**** SOURCE DOCUMENT
# Power supply surges detected during the previous power on ASUS anti-surge was trigger



## sew333 (Oct 12, 2012)

Hello. So today i left my pc running when i go to work, like always for 3 years. Windows 10 was running and only utorrent in background,thats all. When i back from work i saw black screen just before bios with this:

:"“Power supply surges detected during the previous power on ASUS anti-surge was triggered to protect system from unstable supply unit.”
Press F1 to continue.

After this all working again good. All tests and benchmarks working fine without problems,stress tests passes fine. I am using that psu 3 years without single issue. Never had any restart or bsod or freez. So i am shocked by today issue.


"

So its my power supply gettin faulty? I measure voltages in bios and they are correct +12v 12.0v

One thing. Today in my block was checking electricity meters by electricians. Maybe thats why?




My pc:
6700K stock

16gb DDR4

Corsair 750 RM

Gigabyte 1080 Xtreme

Asus Z170-P
SSD Crucial Bx100


----------



## kendallt (Feb 21, 2007)

Were they checking or changing meters? 
Unless they are just reading the meters, they normally have to pull them which shuts everything off in the house, and when reconnected it often sends a surge through your wires. 
Most of my electronics are plugged into GFI's that need to be manually reset when power goes out. 
Most often there will be a setting in the BIOS to restart or stay off after a power loss, I always set that to 'stay off'


----------



## sew333 (Oct 12, 2012)

My mother said that electric fuse was switched in another room in my house. Maybe thats why?


----------



## sew333 (Oct 12, 2012)

IN my house,electric fuse was switched to turn on cooker in my kitchen. During this power delivery was stopped for 1 second only. So why computer simply dont turn off but restart and made this :""“Power supply surges detected during the previous power on ASUS anti-surge was triggered to protect system from unstable supply unit.”?


----------



## kendallt (Feb 21, 2007)

That could be it.


----------



## sew333 (Oct 12, 2012)

Power delivery was stopped for 1 second only. So why computer simply dont turn off but restart itself and made this warning :""“Power supply surges detected during the previous power on ASUS anti-surge was triggered to protect system from unstable supply unit.”?


----------



## Bill_Bright (Dec 17, 2004)

> ASUS anti-surge was triggered to protect system from unstable supply unit.”?


The idea behind the ASUS anti-surge feature is great, but frankly, I think it causes more problems than it is worth (including too many false positives). 

While an unstable PSU certainly could cause or pass along a surge or spike, the motherboard has no clue if the surge was caused by the PSU, or came through the wall outlet and not suppressed sufficiently by the PSU.
********
## LIST OF TASKS
1. Identify each line of the listing that contains the string "post", with case counting, and copy those lines.
2. Continue the forum thread about the ASUS anti-surge warning, starting after its final sentence.
The forum thread and the listing come from different sources.
**** MATERIAL SHOWN
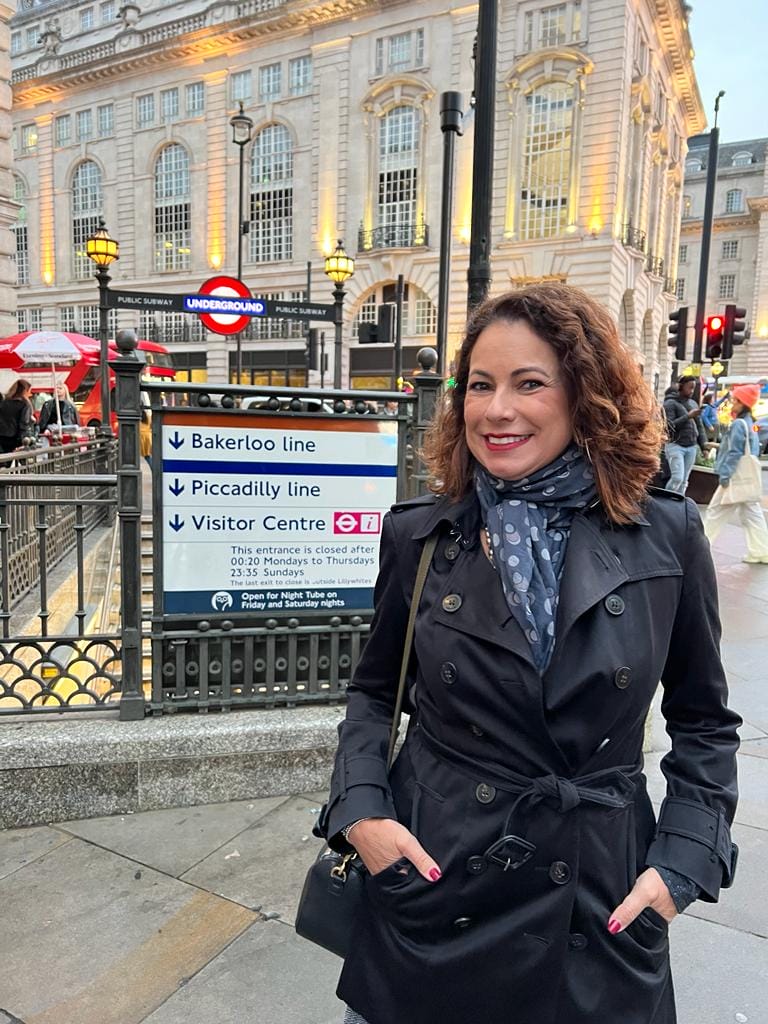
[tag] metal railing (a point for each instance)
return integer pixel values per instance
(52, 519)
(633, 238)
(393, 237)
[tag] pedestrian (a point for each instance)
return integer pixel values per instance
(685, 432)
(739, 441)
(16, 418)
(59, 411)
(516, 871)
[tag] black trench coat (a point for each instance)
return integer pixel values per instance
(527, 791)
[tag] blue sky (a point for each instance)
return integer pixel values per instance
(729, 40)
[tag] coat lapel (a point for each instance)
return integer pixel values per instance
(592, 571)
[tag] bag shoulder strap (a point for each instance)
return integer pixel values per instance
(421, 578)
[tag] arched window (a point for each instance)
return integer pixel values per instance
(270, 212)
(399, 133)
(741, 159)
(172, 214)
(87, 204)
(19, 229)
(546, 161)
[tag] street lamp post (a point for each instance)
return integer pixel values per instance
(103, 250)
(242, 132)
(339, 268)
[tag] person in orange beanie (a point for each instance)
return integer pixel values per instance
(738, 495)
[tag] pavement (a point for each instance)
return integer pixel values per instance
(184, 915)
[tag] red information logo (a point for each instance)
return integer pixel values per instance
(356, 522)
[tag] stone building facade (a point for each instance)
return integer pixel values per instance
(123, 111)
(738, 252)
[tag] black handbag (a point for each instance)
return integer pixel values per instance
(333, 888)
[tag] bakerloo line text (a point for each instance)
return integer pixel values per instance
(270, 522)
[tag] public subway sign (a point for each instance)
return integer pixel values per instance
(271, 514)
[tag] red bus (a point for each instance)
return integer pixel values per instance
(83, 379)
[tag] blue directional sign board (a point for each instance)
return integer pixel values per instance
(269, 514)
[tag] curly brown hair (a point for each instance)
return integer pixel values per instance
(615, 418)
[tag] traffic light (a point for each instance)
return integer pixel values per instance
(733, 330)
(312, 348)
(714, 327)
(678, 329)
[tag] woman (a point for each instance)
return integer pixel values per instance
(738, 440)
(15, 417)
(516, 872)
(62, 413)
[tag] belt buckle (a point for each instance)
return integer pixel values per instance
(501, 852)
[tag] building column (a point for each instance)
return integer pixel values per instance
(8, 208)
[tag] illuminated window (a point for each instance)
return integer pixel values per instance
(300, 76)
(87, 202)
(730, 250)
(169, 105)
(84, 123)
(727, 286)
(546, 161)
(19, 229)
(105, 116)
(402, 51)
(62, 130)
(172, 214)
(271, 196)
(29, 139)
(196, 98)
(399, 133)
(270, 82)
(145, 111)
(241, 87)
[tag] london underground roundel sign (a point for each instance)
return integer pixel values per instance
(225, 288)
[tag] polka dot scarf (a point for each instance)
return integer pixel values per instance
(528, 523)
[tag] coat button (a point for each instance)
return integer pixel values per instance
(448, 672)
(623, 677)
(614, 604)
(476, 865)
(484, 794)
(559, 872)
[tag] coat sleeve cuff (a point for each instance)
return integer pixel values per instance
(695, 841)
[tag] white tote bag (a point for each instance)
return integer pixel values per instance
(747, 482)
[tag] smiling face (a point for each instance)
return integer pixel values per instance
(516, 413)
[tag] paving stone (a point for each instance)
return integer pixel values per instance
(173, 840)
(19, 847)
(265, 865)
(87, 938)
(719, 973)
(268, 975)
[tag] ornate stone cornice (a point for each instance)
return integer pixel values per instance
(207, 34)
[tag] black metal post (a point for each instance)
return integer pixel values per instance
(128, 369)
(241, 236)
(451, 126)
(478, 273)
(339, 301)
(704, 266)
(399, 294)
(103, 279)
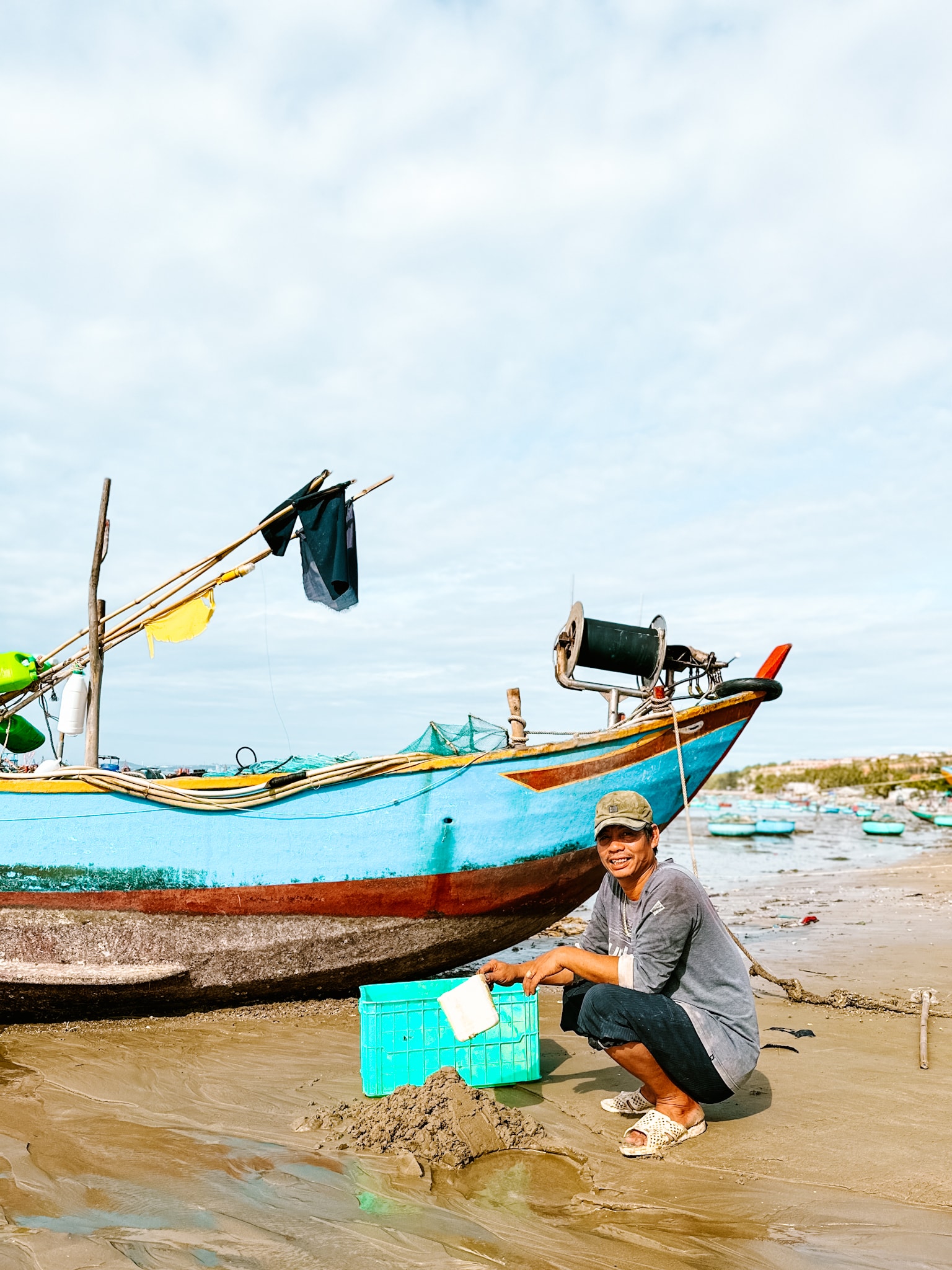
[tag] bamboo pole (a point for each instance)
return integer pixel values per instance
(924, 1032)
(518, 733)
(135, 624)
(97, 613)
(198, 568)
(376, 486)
********
## OUTPUTS FOR THE TASKS
1.
[tag] street lamp post (a point for each instance)
[tag] black metal post (a point for each instance)

2.
I get into a lot of heated discussions with many misinformed users who insist because the power "grid" in their county is so stable, or they don't have severe weather in their area that they don't need a "good" UPS with AVR (automatic voltage regulation) on their computer. But you just illustrated a primary point I keep telling them - and that is destructive (or at least disruptive) surges can originate from within the home. They don't have to come off the power grid from outside the home. This is exactly why "whole-house" surge suppressors are insufficient too. 

So I say again, every computer should be on a "good" UPS with AVR. Note I say "good" because like cheap power supplies that should be avoided, there are cheap UPSs too. 

And note backup power during a full power outage is only a small bonus feature of having a good UPS with AVR. It is the AVR that makes a good UPS with AVR so necessary.



> Power delivery was stopped for 1 second only.


1 second is a HUGE amount of time. Remember, your 6700K processes chunks of data 4,000,000,000 times every second! 

The ATX Form Factor standard for power supplies requires ATX PSUs maintain output (hold-up) power whenever there is a drop or sag of input power of 17ms (milliseconds or 17/1000th of a second) or less. 17ms is much faster than a "flicker" you might see in lights. So your 1 second was almost an eternity! 

A good UPS with AVR can sense, and compensate for such power anomalies in less than 5ms. 

And note a surge and spike protector is little more than a fancy and expensive extension cord as they do absolutely nothing whatsoever for disruptive low-voltage events like dips (opposite of spikes), sags (opposite of surges), or brown-outs (long duration sags). Where a UPS will use the batteries to boost the voltages up to normal. And for excessive high-voltage events, the best a surge and spike protector can do is kill power to the connected devices.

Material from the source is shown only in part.